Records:
* * *

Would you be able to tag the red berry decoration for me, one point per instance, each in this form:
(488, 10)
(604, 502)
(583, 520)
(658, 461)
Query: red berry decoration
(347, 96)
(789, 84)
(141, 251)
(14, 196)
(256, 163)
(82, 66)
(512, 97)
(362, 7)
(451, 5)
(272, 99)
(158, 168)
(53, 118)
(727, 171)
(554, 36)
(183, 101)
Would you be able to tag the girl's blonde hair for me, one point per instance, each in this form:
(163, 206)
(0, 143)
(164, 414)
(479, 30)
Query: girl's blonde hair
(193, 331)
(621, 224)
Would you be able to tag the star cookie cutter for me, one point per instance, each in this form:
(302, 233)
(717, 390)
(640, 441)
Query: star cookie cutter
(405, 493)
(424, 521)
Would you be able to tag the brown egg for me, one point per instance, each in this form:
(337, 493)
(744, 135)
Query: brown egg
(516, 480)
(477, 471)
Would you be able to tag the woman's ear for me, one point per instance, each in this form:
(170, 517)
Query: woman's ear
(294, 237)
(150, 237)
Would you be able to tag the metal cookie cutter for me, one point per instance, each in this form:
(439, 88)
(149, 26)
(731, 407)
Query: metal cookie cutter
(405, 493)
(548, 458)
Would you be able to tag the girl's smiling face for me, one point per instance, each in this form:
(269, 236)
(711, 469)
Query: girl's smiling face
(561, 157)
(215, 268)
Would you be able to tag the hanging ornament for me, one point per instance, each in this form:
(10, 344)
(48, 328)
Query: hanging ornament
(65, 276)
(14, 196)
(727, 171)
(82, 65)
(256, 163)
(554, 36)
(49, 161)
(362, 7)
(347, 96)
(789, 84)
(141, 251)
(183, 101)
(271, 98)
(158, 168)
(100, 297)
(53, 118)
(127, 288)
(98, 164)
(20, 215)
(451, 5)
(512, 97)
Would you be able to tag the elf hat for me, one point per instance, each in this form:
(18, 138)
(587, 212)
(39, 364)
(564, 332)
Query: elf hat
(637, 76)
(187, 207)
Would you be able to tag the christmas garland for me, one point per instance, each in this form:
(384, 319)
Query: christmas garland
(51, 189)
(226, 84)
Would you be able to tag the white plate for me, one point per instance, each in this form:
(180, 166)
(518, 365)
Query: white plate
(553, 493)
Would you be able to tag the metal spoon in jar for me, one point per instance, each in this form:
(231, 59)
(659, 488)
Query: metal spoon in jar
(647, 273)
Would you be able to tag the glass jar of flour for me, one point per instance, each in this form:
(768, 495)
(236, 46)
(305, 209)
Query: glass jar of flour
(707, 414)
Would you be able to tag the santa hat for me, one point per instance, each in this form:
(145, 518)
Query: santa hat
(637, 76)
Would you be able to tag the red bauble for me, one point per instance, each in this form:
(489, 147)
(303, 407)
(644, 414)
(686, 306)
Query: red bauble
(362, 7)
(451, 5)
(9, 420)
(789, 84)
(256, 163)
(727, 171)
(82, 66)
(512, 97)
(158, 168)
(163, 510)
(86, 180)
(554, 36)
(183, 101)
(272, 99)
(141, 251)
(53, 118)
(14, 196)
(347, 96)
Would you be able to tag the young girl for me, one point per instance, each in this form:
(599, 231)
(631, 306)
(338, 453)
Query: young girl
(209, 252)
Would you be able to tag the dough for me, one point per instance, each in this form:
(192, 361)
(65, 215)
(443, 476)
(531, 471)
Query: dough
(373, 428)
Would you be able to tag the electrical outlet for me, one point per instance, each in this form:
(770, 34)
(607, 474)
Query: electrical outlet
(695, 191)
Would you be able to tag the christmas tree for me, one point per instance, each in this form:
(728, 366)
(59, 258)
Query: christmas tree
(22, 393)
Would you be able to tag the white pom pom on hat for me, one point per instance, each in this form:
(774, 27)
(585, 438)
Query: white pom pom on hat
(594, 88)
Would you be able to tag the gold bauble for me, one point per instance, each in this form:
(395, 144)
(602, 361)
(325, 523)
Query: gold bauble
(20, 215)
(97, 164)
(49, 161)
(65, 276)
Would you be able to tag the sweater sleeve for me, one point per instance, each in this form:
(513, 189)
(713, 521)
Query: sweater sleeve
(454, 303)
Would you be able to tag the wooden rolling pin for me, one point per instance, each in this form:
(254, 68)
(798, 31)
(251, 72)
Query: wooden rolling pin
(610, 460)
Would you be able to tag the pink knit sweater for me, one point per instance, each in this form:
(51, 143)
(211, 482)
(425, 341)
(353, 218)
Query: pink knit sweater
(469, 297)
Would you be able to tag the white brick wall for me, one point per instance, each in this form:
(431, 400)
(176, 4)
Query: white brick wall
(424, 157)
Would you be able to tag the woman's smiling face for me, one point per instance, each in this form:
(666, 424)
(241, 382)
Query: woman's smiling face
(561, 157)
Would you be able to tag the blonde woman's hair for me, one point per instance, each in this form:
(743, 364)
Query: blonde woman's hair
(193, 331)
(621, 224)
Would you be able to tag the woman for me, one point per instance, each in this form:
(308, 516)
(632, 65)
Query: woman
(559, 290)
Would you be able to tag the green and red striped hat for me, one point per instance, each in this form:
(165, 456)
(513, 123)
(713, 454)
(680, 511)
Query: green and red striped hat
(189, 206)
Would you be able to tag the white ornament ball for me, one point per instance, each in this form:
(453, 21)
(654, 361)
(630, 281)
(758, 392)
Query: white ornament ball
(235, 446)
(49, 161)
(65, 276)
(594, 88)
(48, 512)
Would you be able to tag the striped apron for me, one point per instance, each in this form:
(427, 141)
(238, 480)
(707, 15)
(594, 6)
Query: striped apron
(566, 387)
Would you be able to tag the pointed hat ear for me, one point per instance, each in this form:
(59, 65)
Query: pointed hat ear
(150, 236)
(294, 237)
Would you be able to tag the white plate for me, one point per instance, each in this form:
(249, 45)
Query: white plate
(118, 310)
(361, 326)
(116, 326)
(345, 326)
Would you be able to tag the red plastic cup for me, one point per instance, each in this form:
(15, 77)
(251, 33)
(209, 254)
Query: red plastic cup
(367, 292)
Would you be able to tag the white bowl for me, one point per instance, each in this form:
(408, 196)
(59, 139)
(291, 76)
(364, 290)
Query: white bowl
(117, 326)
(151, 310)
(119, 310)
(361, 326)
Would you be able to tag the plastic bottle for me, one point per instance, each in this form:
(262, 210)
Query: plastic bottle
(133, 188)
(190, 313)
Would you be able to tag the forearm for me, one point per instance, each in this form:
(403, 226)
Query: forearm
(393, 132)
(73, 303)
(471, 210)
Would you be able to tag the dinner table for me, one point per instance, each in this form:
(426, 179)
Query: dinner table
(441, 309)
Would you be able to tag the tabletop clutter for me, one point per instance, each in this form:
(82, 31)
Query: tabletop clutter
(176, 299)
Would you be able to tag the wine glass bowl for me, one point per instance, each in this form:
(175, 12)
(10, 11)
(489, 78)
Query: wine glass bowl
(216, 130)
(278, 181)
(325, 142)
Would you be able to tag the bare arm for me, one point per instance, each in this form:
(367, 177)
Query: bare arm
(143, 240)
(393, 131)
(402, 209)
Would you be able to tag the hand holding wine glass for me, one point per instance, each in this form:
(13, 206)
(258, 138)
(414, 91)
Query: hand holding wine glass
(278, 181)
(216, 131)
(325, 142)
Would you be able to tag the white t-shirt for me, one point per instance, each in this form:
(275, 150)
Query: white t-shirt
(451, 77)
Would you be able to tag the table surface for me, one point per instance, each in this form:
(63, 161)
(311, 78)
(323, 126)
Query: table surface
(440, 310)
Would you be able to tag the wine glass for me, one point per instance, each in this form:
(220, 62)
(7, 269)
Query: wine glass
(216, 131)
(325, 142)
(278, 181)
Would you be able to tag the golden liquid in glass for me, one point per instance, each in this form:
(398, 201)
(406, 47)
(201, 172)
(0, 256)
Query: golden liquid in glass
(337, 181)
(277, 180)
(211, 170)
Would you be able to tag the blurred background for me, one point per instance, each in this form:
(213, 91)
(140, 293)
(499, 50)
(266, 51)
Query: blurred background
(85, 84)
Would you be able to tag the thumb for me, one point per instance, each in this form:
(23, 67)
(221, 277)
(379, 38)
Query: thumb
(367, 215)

* * *

TASK TO CARRY OUT: Transcribe exactly the line containing "Would you be able to tag the wine glass for" and all remaining lines of the material, ending with the last one.

SOLUTION:
Would you be able to tag the wine glass for me, one point per instance, each in this form:
(220, 62)
(7, 269)
Query: wine glass
(216, 131)
(325, 142)
(278, 181)
Would you be able to tag the golden liquid in glass for me, one point per instance, each in this form:
(398, 201)
(406, 47)
(201, 172)
(0, 256)
Query: golden liquid in glass
(337, 181)
(277, 180)
(211, 170)
Would you be able to tag the blurred background for me, one point per instance, each in this form:
(213, 91)
(140, 293)
(499, 50)
(266, 51)
Query: blurred background
(85, 84)
Would you be able to tag the thumb for me, one point per instance, each in this form:
(23, 67)
(221, 277)
(379, 38)
Query: thumb
(367, 215)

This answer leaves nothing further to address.